— Start —

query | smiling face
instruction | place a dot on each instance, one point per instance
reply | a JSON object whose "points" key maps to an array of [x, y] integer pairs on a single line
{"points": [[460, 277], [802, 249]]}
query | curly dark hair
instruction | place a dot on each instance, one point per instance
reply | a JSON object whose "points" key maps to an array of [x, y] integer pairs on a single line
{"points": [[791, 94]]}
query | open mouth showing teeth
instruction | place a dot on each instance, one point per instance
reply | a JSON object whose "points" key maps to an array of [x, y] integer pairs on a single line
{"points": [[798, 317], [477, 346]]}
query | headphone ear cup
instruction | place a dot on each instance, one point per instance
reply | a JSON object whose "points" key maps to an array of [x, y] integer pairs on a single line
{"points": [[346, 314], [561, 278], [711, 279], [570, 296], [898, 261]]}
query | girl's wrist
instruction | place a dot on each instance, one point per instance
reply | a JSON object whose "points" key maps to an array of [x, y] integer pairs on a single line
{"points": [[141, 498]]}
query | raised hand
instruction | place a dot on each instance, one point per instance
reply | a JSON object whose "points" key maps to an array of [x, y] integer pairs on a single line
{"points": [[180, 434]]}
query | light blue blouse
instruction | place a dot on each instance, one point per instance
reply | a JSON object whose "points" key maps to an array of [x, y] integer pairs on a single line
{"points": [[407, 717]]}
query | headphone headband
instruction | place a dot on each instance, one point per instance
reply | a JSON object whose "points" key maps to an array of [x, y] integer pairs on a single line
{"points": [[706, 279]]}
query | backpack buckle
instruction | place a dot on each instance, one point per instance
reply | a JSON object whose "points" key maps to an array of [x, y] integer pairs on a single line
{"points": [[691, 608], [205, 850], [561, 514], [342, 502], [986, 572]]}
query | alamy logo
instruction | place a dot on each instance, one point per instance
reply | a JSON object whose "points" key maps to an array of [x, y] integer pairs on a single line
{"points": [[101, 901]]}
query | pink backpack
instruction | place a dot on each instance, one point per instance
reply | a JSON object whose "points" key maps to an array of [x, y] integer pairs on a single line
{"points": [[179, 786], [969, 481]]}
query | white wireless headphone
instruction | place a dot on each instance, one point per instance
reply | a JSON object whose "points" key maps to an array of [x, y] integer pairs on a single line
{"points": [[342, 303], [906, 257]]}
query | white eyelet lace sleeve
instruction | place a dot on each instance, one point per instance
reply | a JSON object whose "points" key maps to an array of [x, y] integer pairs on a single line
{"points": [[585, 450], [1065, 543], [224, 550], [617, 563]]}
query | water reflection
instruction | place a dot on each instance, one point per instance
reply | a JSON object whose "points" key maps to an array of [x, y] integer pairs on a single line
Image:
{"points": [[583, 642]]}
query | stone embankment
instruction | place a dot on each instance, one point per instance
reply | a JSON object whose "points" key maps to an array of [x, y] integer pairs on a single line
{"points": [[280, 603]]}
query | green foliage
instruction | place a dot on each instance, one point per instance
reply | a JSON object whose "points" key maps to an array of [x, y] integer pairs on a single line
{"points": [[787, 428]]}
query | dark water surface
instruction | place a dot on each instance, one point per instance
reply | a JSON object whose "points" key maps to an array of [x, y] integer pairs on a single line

— End —

> **WRITTEN PROBLEM**
Return the entries above exactly as they appear.

> **TASK OUTPUT**
query | smiling face
instruction | place a dot on each instance, one point per instance
reply | a JSON object whose "points" key maps to an array of [x, y] integer pairs on a single line
{"points": [[460, 277], [802, 249]]}
query | curly dark hair
instruction | place a dot on each instance, one point per instance
reply | a JSON object whose "points" key maps to an array of [x, y] integer pairs on a single line
{"points": [[791, 94]]}
query | open mouth showing teeth
instruction | place a dot on each instance, one point per instance
reply | a JSON object whose "points" key maps to an array of [x, y] integer pairs on a single line
{"points": [[798, 317], [477, 346]]}
query | headphone ear cup
instruction | place a dot on each instance, one point per instance
reply | a JSON object whose "points" key maps to an array of [x, y] integer pairs on a single line
{"points": [[346, 314], [561, 278], [711, 279], [570, 296], [898, 261]]}
query | girl's wrist
instruction | place a dot on each instance, one point per instance
reply | a JSON object whose "points" key maps to an array of [x, y] integer pairs on a single line
{"points": [[141, 498]]}
query | raised hand
instruction | place a dot on each instance, one point per instance
reply | a JSON object whose "points" key maps to an array of [x, y] integer pairs on a single line
{"points": [[180, 434]]}
query | light blue blouse
instruction | place a dot on each instance, one point per instance
reply | a JSON object whose "points" key maps to an array of [x, y] integer pairs on a single line
{"points": [[407, 717]]}
query | headphone headband
instruction | place a dot on each instance, one point per instance
reply | a JSON object whose "points" key maps to an array of [x, y] integer pairs on a single line
{"points": [[706, 279]]}
query | backpack buckle
instruction | place a dot on each instance, one point per instance
reply | a JSON object whose "points" key maps to an array of [x, y] integer pairs on a single line
{"points": [[691, 608], [205, 850], [561, 514], [342, 502], [986, 572]]}
query | alamy logo
instruction | place a dot on each instance, one point per instance
reply | a JSON object whose "points" key maps to an array of [x, y] integer pairs on a single line
{"points": [[101, 901]]}
query | pink backpack
instruction | place a dot on each instance, one point per instance
reply | a JSON object whose "points" key maps to an array of [x, y] integer pairs on a single line
{"points": [[179, 786], [969, 481]]}
query | white wireless headphone
instruction | place a dot on each instance, one point per instance
reply | a JSON object whose "points" key maps to an array of [x, y] integer pairs on a single line
{"points": [[342, 303], [906, 257]]}
query | white eyelet lace sleeve
instruction | place a dot on each instance, one point per instance
reply | a JSON object whose "points" key maps to an array of [x, y] integer pairs on a single line
{"points": [[585, 450], [1065, 543], [224, 550], [617, 563]]}
query | water reflection
instruction | place a dot on each instance, one point per instance
reply | a JSON object whose "points" key maps to an array of [x, y] integer pairs on a single line
Image:
{"points": [[583, 642]]}
query | stone embankment
instruction | place a dot on each instance, one point per instance
reply | a JSON object whose "points" key maps to an array of [x, y] integer pairs on a single line
{"points": [[280, 603]]}
query | green foliage
instruction | place a dot on each instance, one point per instance
reply | a JSON object whose "points" key maps to an array of [x, y] integer pairs on a single line
{"points": [[787, 428]]}
query | dark water surface
instruction | place a dot on each instance, one point per instance
reply | a JSON object whose "points" key maps to an array of [x, y] integer pairs on a single line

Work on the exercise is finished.